▶ [Work to do]: Set down the material below in full, matching it exactly.

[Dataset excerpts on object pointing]
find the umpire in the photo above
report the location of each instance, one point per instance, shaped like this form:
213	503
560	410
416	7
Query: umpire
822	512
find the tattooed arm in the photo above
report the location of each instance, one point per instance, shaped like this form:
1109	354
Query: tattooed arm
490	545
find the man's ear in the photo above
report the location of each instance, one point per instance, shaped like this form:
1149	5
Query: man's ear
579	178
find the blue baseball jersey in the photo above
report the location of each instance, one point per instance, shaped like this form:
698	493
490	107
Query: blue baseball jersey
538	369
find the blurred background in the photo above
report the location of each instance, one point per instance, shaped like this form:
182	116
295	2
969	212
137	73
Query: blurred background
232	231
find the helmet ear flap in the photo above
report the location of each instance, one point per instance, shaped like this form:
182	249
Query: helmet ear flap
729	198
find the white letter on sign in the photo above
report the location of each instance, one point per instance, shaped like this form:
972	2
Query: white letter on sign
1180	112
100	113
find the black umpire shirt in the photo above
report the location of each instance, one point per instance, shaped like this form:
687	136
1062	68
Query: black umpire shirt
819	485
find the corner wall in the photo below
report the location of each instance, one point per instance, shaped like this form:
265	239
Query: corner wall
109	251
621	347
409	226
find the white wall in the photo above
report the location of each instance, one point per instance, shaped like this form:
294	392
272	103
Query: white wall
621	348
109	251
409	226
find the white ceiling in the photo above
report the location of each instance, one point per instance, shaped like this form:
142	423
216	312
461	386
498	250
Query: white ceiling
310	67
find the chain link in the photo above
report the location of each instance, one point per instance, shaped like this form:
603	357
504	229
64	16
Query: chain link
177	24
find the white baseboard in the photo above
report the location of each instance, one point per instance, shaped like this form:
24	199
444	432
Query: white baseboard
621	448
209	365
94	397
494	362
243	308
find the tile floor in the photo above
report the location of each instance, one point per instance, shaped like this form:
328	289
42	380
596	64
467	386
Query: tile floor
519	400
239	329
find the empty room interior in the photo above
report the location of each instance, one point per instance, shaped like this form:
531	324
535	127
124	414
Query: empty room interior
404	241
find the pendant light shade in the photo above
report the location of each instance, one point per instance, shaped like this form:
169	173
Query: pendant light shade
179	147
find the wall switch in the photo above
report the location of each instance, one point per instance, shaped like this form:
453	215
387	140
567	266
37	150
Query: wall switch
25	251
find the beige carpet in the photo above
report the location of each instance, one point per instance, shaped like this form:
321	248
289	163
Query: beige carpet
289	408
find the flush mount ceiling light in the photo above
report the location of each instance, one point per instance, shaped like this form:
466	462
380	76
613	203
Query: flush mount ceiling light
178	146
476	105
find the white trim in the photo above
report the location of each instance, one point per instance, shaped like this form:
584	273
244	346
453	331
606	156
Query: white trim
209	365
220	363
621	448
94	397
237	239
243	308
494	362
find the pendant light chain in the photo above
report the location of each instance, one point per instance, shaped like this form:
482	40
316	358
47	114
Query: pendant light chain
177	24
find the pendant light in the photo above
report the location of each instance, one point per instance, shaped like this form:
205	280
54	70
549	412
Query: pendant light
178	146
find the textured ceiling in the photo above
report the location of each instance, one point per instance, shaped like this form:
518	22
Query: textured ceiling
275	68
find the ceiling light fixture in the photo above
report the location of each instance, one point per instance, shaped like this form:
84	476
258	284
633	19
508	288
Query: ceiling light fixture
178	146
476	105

▶ [Written solution]:
find the umpire in the photo above
report the location of each instance, one point per instance, shaped like this form:
213	503
560	410
416	7
Query: umpire
822	512
find the tattooed arm in the photo above
report the location of each instance, one point per instance, shaped like this form:
1109	354
Query: tattooed arm
490	545
find the man's ear in the photo above
report the location of each instance, one point per instance, shaped like this form:
1149	5
Query: man's ear
579	178
find the blue baseball jersey in the photo above
report the location of each instance, one point per instance, shaped like this form:
698	493
490	107
Query: blue baseball jersey
538	369
find the blurred background in the photo above
report the location of each instance, one point per instance, shaped like this form:
182	116
295	2
969	212
137	73
Query: blurred background
232	231
find the helmet ear flap in the photo above
report the location of each instance, one point per instance, shaped like this form:
182	249
Query: helmet ear flap
729	198
find the white letter on sign in the photo above
report the location of each instance, one point per instance, shaped like this form:
972	2
Query: white letter on sign
1180	112
100	113
find the black umpire shirt in the photo above
report the location of each instance, one point per instance, shaped like this form:
687	136
1062	68
Query: black umpire shirt
819	485
find the corner wall in the photo below
report the location of each instance, one point per instance, shaped like this form:
265	239
Query: corner wall
109	251
621	347
409	226
find the white wall in the photo above
report the location of each instance, one point per instance, shaped like this form:
294	392
272	103
Query: white wall
621	348
109	251
409	226
find the white ceiling in the photo above
report the location of each instance, one point per instance, shaped like this form:
142	423
216	312
461	386
498	250
Query: white ceiling
310	67
find the chain link in the photo above
report the location of each instance, one point per instance, shaped like this form:
603	357
504	229
64	16
Query: chain link
177	24
find the white baseboard in the photo above
report the location of each instance, one point per instance, shaped like this form:
24	199
444	432
Query: white baseboard
621	448
209	365
94	397
494	362
243	308
find the tile floor in the photo above
report the location of each instance, one point per instance, shaped like this form:
328	289
42	380
596	64
467	386
Query: tile floor
519	400
239	329
find the empty room interior in the photo above
report the location of each instance, one point per instance, shaped like this form:
531	324
535	127
124	414
Query: empty room interior
404	241
find the pendant light shade in the photo above
report the location of each instance, one point per instance, shaped like this form:
169	173
Query: pendant light shade
179	147
find the wall switch in the photo above
report the location of each instance, one point per instance, shaped like this form:
453	215
387	140
567	266
37	150
Query: wall switch
25	251
find the beige carpet in the photo above
report the location of each instance, one point per instance, shaped like this form:
321	248
289	163
Query: beige carpet
289	408
find the flush mount ceiling light in the photo above
report the location of each instance, one point per instance, shaped like this form:
466	462
380	76
613	203
Query: flush mount ceiling light
178	146
476	105
find the white trim in the photo above
report the location of each instance, one point per instance, shaped like this form:
584	273
244	346
453	331
606	156
Query: white trim
209	365
220	363
621	448
94	397
237	239
243	308
494	362
find the pendant light chain in the photo above
report the location of each instance, one point per instance, shaped like this form:
482	40
316	358
47	114
Query: pendant light chain
177	24
find the pendant light in the photo above
report the location of each instance, one point per instance, shaped like this form:
205	280
54	70
549	412
Query: pendant light
178	146
find the textured ceiling in the photo above
report the location of each instance, one point per instance, shaped like this form:
518	22
Query: textured ceiling
275	68
find the ceiling light fixture in the photo above
report the location of each instance, one point per instance, shaped like this form:
84	476
258	284
633	19
508	288
Query: ceiling light fixture
178	146
476	105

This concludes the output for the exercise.